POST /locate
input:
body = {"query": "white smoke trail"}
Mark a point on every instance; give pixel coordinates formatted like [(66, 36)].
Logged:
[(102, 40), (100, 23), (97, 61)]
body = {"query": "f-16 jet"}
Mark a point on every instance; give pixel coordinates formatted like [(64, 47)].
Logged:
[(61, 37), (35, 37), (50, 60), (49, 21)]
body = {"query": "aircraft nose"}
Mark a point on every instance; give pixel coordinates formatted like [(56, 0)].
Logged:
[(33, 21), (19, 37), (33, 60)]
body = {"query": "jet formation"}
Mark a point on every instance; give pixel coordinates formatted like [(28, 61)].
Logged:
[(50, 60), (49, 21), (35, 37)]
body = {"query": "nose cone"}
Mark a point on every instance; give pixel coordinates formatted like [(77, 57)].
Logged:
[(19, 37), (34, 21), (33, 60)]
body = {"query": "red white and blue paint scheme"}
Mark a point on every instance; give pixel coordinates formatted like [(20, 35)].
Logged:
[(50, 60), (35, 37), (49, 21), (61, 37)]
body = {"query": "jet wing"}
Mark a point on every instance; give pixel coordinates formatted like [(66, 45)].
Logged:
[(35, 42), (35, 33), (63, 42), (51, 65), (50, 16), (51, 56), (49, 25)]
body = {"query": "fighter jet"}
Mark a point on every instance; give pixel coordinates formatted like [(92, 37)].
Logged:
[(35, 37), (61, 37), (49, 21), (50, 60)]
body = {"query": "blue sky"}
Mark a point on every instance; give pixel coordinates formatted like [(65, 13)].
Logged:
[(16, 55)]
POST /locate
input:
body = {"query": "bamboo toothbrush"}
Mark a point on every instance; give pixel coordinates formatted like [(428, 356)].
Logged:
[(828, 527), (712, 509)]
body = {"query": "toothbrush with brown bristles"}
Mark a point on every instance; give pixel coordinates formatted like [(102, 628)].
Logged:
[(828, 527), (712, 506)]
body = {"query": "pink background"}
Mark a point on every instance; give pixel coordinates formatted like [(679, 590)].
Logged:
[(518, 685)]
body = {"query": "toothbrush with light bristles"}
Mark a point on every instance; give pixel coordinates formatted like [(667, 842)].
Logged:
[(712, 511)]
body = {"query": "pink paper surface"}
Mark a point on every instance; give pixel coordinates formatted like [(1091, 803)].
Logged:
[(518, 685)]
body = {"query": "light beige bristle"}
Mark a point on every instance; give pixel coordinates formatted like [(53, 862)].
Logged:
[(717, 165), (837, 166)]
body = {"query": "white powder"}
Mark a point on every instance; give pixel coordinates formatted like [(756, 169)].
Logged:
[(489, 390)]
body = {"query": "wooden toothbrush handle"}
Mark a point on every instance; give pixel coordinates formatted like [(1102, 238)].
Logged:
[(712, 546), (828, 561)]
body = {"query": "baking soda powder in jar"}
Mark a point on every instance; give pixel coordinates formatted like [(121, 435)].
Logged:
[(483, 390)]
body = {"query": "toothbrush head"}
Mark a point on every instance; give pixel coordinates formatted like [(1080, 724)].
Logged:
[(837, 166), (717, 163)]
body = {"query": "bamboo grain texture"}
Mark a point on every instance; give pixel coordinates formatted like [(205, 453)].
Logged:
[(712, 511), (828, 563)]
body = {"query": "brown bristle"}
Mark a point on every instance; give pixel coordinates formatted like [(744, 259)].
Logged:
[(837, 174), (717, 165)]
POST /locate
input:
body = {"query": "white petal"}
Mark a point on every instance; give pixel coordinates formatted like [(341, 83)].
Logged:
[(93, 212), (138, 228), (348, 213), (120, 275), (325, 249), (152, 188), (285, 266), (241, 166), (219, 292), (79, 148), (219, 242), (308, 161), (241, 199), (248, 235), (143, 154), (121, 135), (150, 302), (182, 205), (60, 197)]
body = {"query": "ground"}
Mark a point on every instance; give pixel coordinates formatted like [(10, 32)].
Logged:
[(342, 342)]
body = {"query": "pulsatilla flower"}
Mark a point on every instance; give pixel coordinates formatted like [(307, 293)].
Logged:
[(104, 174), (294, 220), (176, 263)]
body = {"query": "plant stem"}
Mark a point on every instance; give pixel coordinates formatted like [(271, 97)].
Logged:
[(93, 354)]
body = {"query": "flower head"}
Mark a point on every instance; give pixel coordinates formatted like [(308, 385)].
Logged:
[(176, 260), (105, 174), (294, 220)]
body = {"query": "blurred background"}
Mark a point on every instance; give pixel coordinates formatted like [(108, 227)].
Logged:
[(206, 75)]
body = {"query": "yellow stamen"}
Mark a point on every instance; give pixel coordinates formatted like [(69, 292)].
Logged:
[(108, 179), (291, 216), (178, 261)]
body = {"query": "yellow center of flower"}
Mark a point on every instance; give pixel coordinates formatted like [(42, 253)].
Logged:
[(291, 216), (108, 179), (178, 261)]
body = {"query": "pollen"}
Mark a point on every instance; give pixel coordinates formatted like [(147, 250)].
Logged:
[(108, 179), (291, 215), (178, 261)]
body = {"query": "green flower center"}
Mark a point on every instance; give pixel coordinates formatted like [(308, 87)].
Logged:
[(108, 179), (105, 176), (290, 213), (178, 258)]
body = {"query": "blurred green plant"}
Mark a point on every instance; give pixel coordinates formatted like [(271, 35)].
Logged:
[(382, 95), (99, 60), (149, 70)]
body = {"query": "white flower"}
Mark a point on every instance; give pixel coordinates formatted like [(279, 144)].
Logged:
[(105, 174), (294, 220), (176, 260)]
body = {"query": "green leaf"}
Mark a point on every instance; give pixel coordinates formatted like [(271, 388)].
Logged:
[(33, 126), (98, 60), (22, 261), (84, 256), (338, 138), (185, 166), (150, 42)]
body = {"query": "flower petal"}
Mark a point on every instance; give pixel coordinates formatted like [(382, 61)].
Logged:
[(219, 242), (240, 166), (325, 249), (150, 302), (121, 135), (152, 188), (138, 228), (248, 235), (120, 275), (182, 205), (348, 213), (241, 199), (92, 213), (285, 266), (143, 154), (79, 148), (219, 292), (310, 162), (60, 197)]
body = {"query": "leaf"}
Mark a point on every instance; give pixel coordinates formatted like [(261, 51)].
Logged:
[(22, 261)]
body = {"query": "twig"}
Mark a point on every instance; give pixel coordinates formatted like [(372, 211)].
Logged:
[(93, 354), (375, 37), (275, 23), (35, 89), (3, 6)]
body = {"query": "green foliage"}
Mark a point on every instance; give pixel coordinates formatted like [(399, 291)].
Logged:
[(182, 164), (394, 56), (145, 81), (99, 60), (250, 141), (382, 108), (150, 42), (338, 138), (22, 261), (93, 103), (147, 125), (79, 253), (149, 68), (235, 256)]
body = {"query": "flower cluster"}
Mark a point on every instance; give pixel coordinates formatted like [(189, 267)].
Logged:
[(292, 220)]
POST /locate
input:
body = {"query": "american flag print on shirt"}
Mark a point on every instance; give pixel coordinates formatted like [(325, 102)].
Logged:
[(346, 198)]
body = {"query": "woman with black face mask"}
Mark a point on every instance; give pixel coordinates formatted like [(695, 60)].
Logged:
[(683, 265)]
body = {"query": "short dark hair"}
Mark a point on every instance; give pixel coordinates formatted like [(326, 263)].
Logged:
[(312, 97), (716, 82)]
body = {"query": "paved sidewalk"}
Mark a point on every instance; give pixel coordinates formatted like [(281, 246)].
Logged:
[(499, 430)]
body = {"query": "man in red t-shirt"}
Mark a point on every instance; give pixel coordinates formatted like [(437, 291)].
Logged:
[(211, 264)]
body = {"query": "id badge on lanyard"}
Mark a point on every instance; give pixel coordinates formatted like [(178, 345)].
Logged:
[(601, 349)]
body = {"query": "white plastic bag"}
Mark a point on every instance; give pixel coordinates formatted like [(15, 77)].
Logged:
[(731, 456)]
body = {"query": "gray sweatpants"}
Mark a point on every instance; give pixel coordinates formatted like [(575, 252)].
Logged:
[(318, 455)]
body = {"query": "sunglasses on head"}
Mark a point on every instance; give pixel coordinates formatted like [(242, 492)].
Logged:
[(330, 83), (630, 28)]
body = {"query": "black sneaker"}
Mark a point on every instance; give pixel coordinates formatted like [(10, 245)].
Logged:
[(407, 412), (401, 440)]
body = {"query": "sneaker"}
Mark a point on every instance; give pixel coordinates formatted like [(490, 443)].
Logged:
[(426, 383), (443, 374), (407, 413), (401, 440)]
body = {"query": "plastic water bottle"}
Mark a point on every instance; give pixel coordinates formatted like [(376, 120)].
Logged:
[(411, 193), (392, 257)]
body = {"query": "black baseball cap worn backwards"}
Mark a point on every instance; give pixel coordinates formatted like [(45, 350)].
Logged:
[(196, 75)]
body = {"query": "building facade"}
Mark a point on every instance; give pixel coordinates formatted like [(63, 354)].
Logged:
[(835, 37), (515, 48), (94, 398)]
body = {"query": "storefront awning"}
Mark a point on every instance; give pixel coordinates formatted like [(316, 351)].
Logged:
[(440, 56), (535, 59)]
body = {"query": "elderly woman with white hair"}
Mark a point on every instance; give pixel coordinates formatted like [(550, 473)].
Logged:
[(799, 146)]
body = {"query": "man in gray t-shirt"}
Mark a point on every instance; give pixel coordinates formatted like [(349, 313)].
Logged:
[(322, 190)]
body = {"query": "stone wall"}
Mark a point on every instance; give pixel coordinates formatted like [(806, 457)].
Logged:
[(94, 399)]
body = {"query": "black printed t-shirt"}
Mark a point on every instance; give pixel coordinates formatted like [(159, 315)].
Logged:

◆ 課題指示 ◆
資料の先頭から「[(33, 21), (19, 37), (33, 60)]」を含む行まで、その行も含めて一字一句変えずにもう一度示してください。

◆ 回答本文 ◆
POST /locate
input:
body = {"query": "white smoke trail"}
Mark a point on every instance; give pixel coordinates formatted like [(66, 36)].
Logged:
[(102, 40), (100, 23), (97, 61)]
body = {"query": "f-16 jet"}
Mark a point on every instance; give pixel coordinates formatted like [(64, 47)].
Logged:
[(61, 37), (35, 37), (50, 60), (49, 21)]
body = {"query": "aircraft nose"}
Mark a point on every instance; give pixel coordinates formatted like [(56, 0)].
Logged:
[(33, 21), (19, 37), (33, 60)]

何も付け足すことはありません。